## EXTRAIT DU TEXTE
%%

Lydie Moronvalle, un médecin installé dans un petit village français, a prévenu que les personnes très âgées qui vivent encore chez elles "ne comprennent pas toujours pourquoi elles n'ont plus autant de visites, et certaines risquent de se laisser mourir".

"Comme des zombies"

Après Netflix, Google a annoncé vendredi la réduction de ses débits sur YouTube pour utiliser moins de réseau afin d'alléger la pression sur l'internet en Europe, où les obligations de confinement et le télétravail ont augmenté le trafic.

Qualifié d'"ennemi de l'humanité" par l'Organisation mondiale de la santé (OMS), le Covid-19 a jusqu'à présent contaminé plus de 240.000 personnes dans le monde.

En Italie, placée en confinement généralisé depuis une semaine, le nombre de prêtres morts du coronavirus, après être venus bénir les patients dans les hôpitaux, s'allonge de jour en jour.

"Équipés d'un masque, d'une casquette, de gants, d'une blouse et de lunettes nous, les prêtres, nous promenons dans les salles comme des zombies", a raconté le curé d'une paroisse de Bergame (nord). "On ne sait plus où mettre les morts. Certaines églises sont utilisées" pour cela, s'alarme l'évêque de la ville, Mgr Francesco Beschi.

La Chine n'a elle fait état vendredi d'aucune nouvelle contamination d'origine locale, pour le deuxième jour consécutif, offrant un espoir sur l'efficacité des mesures de confinement.

Pour des dizaines de milliers de Chinois - étudiants, professionnels, sportifs - à l'étranger, notamment en Europe, le mot d'ordre est désormais: "Rentrer à la maison", même s'ils sont désormais confrontés à la méfiance d'une partie de leurs compatriotes.

Les poules du jardin

Une hostilité qui n'a pas découragé Yang Qingyun, 28 ans, étudiante à Munich, désormais en quarantaine chez elle dans le Shanxi (nord).

"J'avais le pressentiment que l'épidémie exploserait en Allemagne. La plupart des Allemands ne prenaient pas la maladie au sérieux et j'avais peur que ma fille soit contaminée", explique-t-elle à l'AFP.

Sur le plan diplomatique, la Chine a accusé vendredi Donald Trump de "fuir ses responsabilités" après des propos du président américain estimant que le monde payait "le prix fort" pour la lenteur chinoise à communiquer sur le nouveau coronavirus.

Donald Trump a prédit un recours imminent à la chloroquine, un antipaludéen, comme possible traitement pour les malades du Covid-19 après des résultats encourageants en Chine et en France. Mais nombre d'experts ont appelé à la prudence en soulignant l'absence de données cliniques solides et publiques.

%%

## DONNÉES

%%

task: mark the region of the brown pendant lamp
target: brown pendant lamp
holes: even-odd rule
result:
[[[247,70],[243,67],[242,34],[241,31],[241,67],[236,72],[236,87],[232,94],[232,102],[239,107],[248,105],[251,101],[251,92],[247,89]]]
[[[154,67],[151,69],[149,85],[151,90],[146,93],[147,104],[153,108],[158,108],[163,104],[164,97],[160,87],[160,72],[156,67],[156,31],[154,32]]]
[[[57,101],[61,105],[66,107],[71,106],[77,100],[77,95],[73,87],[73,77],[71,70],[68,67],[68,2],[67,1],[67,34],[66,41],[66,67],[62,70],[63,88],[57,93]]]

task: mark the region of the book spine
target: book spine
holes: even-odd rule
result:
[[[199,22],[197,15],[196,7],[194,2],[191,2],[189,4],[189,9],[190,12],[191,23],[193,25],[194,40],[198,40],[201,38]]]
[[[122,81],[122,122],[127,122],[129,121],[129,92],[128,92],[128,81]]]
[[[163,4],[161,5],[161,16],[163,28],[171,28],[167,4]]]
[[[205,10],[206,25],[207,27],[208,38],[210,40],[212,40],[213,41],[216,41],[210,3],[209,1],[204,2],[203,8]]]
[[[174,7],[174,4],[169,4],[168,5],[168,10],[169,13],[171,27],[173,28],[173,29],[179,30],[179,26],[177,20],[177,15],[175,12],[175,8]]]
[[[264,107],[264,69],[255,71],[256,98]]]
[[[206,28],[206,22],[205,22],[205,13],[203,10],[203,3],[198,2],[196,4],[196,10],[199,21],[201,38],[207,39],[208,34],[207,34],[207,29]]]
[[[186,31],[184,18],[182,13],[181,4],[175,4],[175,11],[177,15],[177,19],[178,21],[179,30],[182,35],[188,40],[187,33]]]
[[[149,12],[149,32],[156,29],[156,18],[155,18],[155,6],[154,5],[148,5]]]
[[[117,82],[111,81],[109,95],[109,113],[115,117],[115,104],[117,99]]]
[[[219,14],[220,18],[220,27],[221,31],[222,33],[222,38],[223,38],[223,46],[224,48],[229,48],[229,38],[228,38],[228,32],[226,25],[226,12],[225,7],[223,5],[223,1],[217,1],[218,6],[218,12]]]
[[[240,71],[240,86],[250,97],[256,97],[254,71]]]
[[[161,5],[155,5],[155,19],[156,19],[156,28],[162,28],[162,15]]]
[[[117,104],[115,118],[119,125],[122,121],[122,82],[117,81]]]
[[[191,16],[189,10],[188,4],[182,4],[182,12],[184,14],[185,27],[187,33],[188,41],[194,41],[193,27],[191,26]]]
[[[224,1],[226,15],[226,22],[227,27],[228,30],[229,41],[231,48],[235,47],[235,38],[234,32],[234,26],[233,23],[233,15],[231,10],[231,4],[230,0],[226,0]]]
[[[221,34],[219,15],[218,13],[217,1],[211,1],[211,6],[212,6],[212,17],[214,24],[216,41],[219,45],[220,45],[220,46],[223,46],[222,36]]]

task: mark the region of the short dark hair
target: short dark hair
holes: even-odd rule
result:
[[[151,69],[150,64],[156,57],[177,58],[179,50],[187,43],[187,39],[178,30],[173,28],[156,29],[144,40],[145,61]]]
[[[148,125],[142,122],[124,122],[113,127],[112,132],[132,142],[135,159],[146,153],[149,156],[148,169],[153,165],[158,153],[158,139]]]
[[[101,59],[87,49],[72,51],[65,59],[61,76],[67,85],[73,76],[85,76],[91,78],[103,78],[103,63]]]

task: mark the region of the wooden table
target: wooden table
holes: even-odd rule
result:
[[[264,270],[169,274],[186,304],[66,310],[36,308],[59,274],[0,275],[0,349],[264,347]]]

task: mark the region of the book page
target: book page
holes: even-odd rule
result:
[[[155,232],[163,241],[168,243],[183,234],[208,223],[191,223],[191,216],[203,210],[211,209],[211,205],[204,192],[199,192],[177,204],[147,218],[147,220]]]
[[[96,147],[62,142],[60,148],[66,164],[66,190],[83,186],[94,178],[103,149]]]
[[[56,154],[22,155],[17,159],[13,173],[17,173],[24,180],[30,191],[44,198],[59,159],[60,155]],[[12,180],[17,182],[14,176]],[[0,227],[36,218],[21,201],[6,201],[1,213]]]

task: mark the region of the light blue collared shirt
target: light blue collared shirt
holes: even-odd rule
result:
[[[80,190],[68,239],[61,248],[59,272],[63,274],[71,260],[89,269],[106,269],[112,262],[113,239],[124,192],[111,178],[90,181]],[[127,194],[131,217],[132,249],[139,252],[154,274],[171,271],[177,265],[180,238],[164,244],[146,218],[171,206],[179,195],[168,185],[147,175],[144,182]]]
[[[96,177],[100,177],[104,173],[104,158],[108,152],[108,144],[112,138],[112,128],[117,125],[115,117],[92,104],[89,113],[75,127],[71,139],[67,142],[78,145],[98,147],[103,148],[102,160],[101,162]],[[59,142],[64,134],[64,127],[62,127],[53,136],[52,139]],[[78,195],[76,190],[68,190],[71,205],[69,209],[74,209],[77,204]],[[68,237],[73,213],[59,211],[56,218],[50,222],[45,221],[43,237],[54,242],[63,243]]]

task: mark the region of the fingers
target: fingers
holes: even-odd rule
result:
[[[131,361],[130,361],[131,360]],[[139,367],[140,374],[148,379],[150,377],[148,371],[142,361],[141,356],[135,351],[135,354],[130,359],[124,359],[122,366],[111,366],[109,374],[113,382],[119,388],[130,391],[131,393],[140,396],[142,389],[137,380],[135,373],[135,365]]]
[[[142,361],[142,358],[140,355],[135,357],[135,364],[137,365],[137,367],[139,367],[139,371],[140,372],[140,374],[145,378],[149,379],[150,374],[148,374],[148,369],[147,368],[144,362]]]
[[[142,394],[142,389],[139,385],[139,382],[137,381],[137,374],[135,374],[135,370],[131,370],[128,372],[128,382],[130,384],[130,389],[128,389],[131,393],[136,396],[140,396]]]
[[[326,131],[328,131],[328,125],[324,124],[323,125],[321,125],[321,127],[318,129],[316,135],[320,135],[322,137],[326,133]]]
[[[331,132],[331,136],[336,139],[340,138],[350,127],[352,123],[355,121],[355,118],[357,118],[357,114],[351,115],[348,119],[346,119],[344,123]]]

%%

## TÂCHES À FAIRE
A - D'après l'article sur le coronavirus, combien de personnes le Covid-19 a-t-il contaminées dans le monde jusqu'à présent ?
B - Recopiez le passage de l'article sur le coronavirus compris entre « Les poules du » et « le nouveau coronavirus. », ces deux passages inclus.
C - Prolongez l'article sur le coronavirus en reprenant juste après sa dernière phrase.

## RÉPONSES PAR TÂCHE
A - Plus de 240.000 personnes.

B -
Les poules du jardin

Une hostilité qui n'a pas découragé Yang Qingyun, 28 ans, étudiante à Munich, désormais en quarantaine chez elle dans le Shanxi (nord).

"J'avais le pressentiment que l'épidémie exploserait en Allemagne. La plupart des Allemands ne prenaient pas la maladie au sérieux et j'avais peur que ma fille soit contaminée", explique-t-elle à l'AFP.

Sur le plan diplomatique, la Chine a accusé vendredi Donald Trump de "fuir ses responsabilités" après des propos du président américain estimant que le monde payait "le prix fort" pour la lenteur chinoise à communiquer sur le nouveau coronavirus.

C -
Des multinationales de l'industrie pharmaceutique se sont engagées jeudi à fournir un vaccin contre le Covid-19 "partout dans le monde", dans un délai estimé de 12 à 18 mois minimum.

Particulièrement touchée aussi, l'Espagne se prépare à affronter "les jours les plus durs" de la pandémie en incorporant des milliers de personnels soignants.

Dans les coins isolés du pays, la solidarité est au rendez-vous.

Comme d'autres jeunes de son petit village de Castille, Sergio Caminero, 30 ans, fait les courses de ses voisins âgés. Il offre les oeufs des poules qu'il élève dans son jardin, un autre donne le lait de ses chèvres. "Si les choses empirent, au moins dans les villages, on sera auto-suffisant", assure-t-il.

Au bord de la récession

Au-delà du drame sanitaire, le nouveau coronavirus risque de plonger le monde dans la récession, malgré les milliers de milliards débloqués en urgence aux Etats-Unis et en Europe.

Jusqu'à 25 millions d'emplois sont menacés en l'absence de réponse coordonnée à l'échelle internationale, a averti l'Organisation internationale du travail.

La Banque centrale européenne (BCE) a déjà prévenu que l'économie du Vieux Continent allait "se contracter considérablement".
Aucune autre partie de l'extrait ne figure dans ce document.